**Work task:**
Somewhere below, one line contains "Query: yellow and brown duckling" and a later line contains "[[433, 200], [637, 447]]". Output those two lines and everything between them exactly, and nothing else.

**Information provided:**

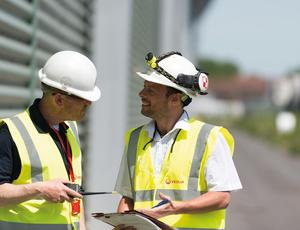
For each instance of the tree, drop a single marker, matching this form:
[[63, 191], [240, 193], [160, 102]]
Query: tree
[[218, 69]]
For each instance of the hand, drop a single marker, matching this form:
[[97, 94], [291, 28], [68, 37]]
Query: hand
[[55, 191], [162, 210], [122, 227]]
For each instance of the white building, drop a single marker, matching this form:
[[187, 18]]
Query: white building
[[116, 35]]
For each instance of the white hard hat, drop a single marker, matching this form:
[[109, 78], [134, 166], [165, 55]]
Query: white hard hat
[[175, 65], [73, 73]]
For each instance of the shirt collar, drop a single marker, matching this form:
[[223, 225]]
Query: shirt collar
[[39, 121], [182, 123]]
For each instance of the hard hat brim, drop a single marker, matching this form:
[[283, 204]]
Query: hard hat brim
[[160, 79], [92, 95]]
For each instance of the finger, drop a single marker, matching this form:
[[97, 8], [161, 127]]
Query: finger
[[164, 197], [72, 193]]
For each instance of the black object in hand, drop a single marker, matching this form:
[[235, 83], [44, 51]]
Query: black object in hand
[[75, 187]]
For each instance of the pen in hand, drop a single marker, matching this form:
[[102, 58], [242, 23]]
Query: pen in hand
[[164, 201]]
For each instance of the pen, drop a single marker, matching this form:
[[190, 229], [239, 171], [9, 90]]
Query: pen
[[164, 201]]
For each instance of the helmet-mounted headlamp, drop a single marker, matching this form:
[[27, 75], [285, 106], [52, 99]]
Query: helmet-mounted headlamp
[[197, 83]]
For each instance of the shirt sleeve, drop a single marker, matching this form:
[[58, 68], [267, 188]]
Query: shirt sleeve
[[6, 156], [123, 185], [220, 171]]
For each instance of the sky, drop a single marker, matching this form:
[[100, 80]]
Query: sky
[[261, 36]]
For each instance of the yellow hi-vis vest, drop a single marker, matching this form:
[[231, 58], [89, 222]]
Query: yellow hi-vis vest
[[40, 161], [182, 174]]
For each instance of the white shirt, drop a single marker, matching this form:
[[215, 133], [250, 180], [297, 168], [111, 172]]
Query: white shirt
[[220, 172]]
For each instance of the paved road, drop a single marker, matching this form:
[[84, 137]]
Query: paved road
[[270, 199]]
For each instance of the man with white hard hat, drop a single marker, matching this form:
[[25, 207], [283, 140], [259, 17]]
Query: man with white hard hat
[[39, 149], [175, 168]]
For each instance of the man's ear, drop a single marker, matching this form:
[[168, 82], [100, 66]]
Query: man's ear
[[58, 99], [175, 98]]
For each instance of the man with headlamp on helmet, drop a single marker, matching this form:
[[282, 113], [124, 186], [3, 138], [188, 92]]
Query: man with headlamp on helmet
[[40, 152], [183, 162]]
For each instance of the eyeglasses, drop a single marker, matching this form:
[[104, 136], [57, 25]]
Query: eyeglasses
[[69, 95]]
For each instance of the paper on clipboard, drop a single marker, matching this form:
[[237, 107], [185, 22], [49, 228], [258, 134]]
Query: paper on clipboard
[[135, 219]]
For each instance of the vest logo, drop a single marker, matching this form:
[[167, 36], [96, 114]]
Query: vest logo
[[168, 181]]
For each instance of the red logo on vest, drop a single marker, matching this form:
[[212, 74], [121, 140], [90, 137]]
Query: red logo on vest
[[168, 181]]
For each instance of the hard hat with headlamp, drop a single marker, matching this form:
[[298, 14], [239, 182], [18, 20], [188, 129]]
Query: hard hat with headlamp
[[72, 73], [174, 70]]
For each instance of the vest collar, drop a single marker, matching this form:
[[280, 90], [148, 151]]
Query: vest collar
[[182, 124], [39, 121]]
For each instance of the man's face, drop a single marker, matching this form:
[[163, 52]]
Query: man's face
[[154, 100]]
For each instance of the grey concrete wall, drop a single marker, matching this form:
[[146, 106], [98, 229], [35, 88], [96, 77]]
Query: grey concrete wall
[[108, 116]]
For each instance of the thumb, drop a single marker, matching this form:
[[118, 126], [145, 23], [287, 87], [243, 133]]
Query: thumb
[[164, 197]]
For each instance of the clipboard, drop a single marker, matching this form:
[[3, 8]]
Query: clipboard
[[133, 218]]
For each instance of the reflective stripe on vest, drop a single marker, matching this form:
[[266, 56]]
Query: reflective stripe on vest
[[36, 165], [201, 136], [147, 195], [17, 226], [74, 130]]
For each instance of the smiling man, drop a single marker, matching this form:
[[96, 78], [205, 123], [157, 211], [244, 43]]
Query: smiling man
[[184, 162], [40, 152]]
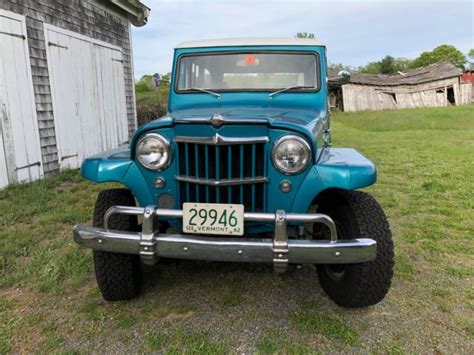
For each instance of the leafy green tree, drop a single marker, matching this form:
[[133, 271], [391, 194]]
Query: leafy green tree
[[470, 57], [152, 100], [305, 35], [337, 67], [443, 53], [387, 65]]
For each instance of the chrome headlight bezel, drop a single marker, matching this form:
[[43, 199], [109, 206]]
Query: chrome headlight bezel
[[166, 145], [305, 145]]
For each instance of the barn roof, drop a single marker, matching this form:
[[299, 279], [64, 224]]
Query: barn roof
[[137, 11], [437, 71]]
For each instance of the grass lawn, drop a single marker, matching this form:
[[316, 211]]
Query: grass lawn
[[49, 300]]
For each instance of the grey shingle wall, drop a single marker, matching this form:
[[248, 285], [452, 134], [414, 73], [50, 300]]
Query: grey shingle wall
[[88, 17]]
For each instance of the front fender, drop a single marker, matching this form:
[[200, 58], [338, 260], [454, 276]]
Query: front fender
[[116, 166], [342, 168]]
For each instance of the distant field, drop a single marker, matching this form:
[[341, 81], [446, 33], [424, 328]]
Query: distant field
[[49, 300]]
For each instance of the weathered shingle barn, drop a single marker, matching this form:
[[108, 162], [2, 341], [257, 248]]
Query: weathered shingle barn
[[66, 82], [434, 85]]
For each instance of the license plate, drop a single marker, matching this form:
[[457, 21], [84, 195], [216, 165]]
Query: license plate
[[213, 218]]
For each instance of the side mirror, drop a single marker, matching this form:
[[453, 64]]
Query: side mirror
[[343, 77]]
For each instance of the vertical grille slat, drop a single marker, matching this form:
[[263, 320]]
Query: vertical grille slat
[[206, 159], [218, 173], [254, 169], [202, 165], [229, 173], [241, 169], [186, 169]]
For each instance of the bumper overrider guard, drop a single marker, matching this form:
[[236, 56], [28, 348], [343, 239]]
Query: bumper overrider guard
[[281, 251]]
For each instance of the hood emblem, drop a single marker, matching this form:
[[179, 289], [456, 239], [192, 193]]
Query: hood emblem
[[217, 120]]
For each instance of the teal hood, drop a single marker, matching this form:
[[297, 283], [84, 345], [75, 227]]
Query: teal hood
[[305, 121]]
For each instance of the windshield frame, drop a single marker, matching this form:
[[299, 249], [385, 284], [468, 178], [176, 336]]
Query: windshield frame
[[251, 51]]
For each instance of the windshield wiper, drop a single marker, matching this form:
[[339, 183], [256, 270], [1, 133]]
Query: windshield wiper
[[270, 95], [218, 96]]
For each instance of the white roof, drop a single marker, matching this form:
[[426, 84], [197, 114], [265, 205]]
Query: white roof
[[241, 42]]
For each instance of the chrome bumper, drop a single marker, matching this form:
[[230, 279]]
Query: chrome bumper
[[280, 250]]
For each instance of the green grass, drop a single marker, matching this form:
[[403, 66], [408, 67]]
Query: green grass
[[49, 301]]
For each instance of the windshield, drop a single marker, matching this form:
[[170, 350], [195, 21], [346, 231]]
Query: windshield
[[249, 71]]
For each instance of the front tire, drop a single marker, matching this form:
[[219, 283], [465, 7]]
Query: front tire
[[118, 275], [364, 284]]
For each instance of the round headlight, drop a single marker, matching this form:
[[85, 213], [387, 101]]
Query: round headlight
[[153, 151], [291, 154]]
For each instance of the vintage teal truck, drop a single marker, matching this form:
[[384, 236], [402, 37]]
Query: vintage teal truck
[[241, 170]]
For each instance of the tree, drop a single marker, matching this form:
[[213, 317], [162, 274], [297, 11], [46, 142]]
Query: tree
[[337, 67], [387, 65], [305, 35], [470, 60], [443, 53]]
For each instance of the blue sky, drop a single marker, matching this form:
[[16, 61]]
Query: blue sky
[[355, 32]]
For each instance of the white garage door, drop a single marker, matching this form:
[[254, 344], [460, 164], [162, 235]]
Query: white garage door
[[20, 152], [88, 88]]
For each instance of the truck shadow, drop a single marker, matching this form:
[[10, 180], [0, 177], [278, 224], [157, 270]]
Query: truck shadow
[[227, 284]]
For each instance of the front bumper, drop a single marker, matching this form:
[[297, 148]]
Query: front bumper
[[280, 250]]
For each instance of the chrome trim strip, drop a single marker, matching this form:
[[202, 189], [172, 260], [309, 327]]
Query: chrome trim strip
[[217, 139], [225, 182], [183, 246], [280, 250], [223, 121]]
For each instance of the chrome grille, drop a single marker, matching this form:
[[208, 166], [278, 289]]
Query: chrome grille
[[223, 170]]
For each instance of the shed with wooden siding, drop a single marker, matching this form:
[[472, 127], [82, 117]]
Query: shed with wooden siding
[[434, 85], [66, 82]]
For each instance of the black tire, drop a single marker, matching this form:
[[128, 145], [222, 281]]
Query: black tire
[[357, 285], [118, 275]]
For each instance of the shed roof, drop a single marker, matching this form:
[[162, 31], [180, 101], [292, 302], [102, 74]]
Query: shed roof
[[241, 42], [137, 11], [437, 71]]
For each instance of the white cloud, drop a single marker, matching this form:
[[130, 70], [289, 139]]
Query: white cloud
[[355, 32]]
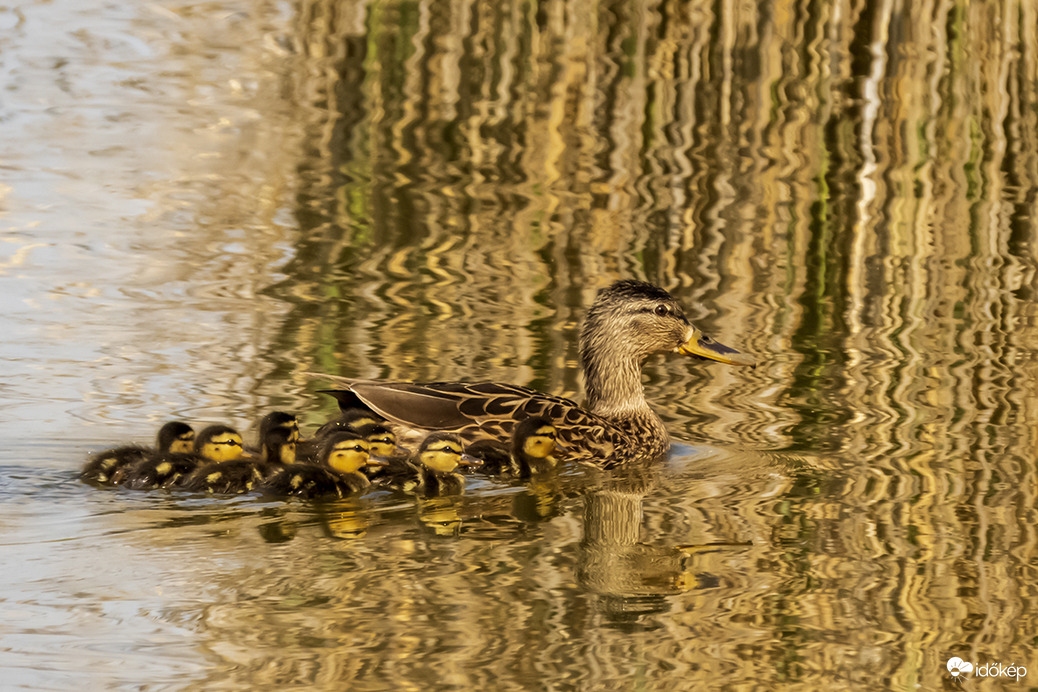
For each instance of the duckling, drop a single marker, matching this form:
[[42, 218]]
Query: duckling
[[343, 457], [174, 437], [432, 472], [241, 475], [381, 440], [628, 322], [533, 450], [216, 443], [274, 420], [310, 450]]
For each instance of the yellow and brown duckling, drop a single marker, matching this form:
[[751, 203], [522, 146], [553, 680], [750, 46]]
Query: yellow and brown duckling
[[242, 475], [533, 451], [174, 437], [275, 420], [433, 471], [628, 322], [348, 421], [216, 443], [336, 475]]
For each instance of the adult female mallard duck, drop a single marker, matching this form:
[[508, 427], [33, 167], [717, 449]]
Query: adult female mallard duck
[[174, 437], [343, 455], [241, 475], [628, 322], [216, 443], [533, 450]]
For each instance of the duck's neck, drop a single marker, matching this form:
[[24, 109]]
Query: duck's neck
[[613, 387]]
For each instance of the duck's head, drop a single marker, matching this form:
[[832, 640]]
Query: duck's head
[[534, 443], [279, 446], [629, 321], [176, 437], [346, 452], [219, 443], [440, 452], [279, 420], [381, 441]]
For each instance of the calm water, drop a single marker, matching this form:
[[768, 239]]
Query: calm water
[[201, 201]]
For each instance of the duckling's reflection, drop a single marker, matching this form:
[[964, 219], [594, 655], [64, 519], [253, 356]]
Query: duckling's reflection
[[347, 520], [632, 577], [540, 501], [440, 515]]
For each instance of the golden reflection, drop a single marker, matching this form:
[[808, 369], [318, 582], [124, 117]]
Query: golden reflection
[[844, 188]]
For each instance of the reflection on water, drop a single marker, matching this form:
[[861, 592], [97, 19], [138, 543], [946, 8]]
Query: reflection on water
[[434, 191]]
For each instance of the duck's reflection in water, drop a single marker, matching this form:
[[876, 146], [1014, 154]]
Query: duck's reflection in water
[[633, 578]]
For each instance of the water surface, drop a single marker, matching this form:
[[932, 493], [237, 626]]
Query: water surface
[[200, 202]]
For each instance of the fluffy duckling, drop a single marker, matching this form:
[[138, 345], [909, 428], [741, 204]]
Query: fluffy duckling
[[241, 475], [534, 447], [216, 443], [381, 440], [279, 419], [344, 454], [531, 453], [433, 470], [310, 450], [174, 437], [275, 420]]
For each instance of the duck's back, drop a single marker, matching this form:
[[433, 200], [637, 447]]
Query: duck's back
[[489, 410]]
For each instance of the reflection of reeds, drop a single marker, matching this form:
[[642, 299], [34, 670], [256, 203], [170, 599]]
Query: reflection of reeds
[[846, 189]]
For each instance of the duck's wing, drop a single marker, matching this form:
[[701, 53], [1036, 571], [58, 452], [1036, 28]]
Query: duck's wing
[[486, 410]]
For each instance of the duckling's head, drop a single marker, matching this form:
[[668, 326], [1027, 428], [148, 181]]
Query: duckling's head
[[279, 419], [534, 443], [175, 437], [349, 419], [346, 452], [279, 446], [440, 452], [381, 441], [632, 320], [219, 443]]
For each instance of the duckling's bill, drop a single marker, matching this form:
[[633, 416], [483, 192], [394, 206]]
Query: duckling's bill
[[701, 346]]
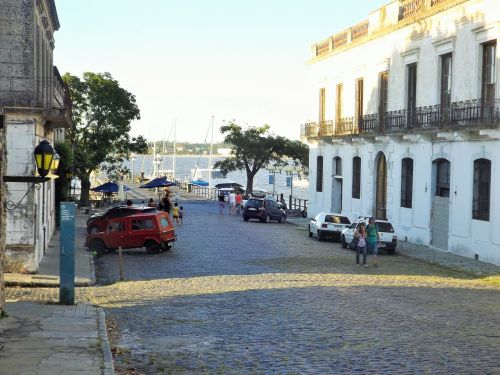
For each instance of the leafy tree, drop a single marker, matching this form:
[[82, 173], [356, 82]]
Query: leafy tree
[[255, 148], [102, 113]]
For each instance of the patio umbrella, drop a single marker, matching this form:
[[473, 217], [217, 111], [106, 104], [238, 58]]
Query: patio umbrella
[[199, 183], [227, 185], [109, 187], [157, 182]]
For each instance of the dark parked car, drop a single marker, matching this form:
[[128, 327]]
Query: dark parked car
[[263, 210], [98, 222]]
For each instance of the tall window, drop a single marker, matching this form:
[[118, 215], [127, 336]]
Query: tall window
[[446, 76], [411, 94], [356, 177], [442, 178], [489, 72], [359, 103], [338, 165], [319, 174], [338, 106], [383, 95], [406, 182], [321, 105], [481, 190]]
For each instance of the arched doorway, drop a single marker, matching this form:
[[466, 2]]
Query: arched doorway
[[440, 213], [381, 188]]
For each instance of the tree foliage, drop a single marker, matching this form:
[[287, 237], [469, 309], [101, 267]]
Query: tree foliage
[[255, 147], [102, 113]]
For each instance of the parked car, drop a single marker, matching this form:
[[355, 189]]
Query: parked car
[[263, 210], [388, 238], [98, 222], [152, 230], [326, 224]]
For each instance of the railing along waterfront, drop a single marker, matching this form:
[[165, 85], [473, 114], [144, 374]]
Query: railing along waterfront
[[456, 115]]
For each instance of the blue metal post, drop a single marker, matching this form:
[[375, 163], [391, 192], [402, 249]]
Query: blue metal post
[[67, 254]]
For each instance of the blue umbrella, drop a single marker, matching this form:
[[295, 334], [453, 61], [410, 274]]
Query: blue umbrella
[[157, 182], [109, 187], [199, 183]]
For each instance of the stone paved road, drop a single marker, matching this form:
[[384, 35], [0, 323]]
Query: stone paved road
[[251, 298]]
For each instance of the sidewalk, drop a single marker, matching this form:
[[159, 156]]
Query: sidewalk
[[52, 340], [430, 255], [48, 272], [49, 339]]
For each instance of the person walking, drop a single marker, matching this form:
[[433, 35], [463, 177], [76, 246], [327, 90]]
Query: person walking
[[175, 213], [222, 203], [372, 239], [238, 199], [360, 235], [232, 203]]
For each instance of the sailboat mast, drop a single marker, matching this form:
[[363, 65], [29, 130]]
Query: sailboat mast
[[210, 155], [173, 155]]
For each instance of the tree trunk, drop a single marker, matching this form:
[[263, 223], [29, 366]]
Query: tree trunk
[[84, 192]]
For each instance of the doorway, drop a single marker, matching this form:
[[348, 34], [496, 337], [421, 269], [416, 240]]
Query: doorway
[[381, 188], [336, 206]]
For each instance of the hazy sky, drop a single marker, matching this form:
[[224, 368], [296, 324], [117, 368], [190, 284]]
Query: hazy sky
[[191, 59]]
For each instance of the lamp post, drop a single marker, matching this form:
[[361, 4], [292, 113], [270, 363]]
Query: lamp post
[[272, 173], [133, 158], [290, 172]]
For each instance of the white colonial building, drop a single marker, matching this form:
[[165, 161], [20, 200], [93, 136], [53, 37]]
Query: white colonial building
[[407, 125]]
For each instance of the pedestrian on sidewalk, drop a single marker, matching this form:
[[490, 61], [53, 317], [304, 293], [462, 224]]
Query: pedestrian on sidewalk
[[372, 239], [222, 203], [175, 212], [232, 203], [360, 235], [238, 200]]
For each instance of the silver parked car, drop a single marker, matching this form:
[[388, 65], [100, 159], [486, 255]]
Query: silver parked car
[[326, 224], [388, 238]]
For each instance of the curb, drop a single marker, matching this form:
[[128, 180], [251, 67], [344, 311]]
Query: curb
[[107, 367]]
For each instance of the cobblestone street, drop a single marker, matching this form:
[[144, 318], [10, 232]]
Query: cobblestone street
[[252, 298]]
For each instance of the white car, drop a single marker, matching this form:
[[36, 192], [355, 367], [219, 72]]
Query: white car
[[327, 224], [388, 238]]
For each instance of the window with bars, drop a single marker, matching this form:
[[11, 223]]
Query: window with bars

**Your response:**
Query: yellow and brown duckling
[[242, 475], [533, 451], [174, 437], [275, 420], [433, 471], [628, 322], [348, 421], [216, 443], [336, 475]]
For each instance of the adult female mallard duck, drop a single marker, matching this form:
[[508, 427], [33, 167], [717, 449]]
Query: adult female mallard duck
[[174, 437], [343, 455], [241, 475], [628, 322], [216, 443], [533, 450]]
For each instance of the duck's neck, drop a single marker, matching this form:
[[24, 109]]
Query: duck's neck
[[613, 387]]
For each instance of the duck's head, drop a single marker, matching this form:
[[832, 640]]
Query: duck's head
[[534, 443], [279, 446], [629, 321], [176, 437], [346, 452], [219, 443], [440, 452], [279, 420], [381, 441]]
For each instance of the calm water, drop a single marker, matching this form:
[[768, 239]]
Query: calm water
[[201, 201]]
For each instance of the duckling's reflection, drop a single marker, matching this form:
[[964, 219], [594, 655], [64, 519], [253, 356]]
Query: duckling's reflection
[[347, 520], [632, 577], [540, 501], [440, 515]]
For each instance of the golden reflection, drop a single marker, matching this form:
[[808, 369], [318, 582], [124, 117]]
Query: golden reflection
[[844, 188]]
For each instance of the reflection on water, drop a single marker, matching this form:
[[861, 592], [97, 19], [138, 543], [946, 8]]
Query: reflection on water
[[434, 191]]
For each instance of the duck's reflection in water, drop a single marker, matching this form:
[[876, 146], [1014, 154]]
Query: duck's reflection in water
[[633, 578]]
For each instance of the water surface, drop a single marker, matching this form:
[[932, 493], [237, 626]]
Query: water surface
[[200, 202]]
For each instance of the fluffy duckling, drop a single marker, matching this form:
[[138, 345], [909, 428], [741, 204]]
Query: fluffy duckling
[[241, 475], [534, 447], [216, 443], [381, 440], [279, 419], [344, 454], [531, 453], [433, 470], [310, 450], [174, 437], [275, 420]]
For each instance of the duck's back, drop a single marker, matching this form:
[[433, 200], [637, 447]]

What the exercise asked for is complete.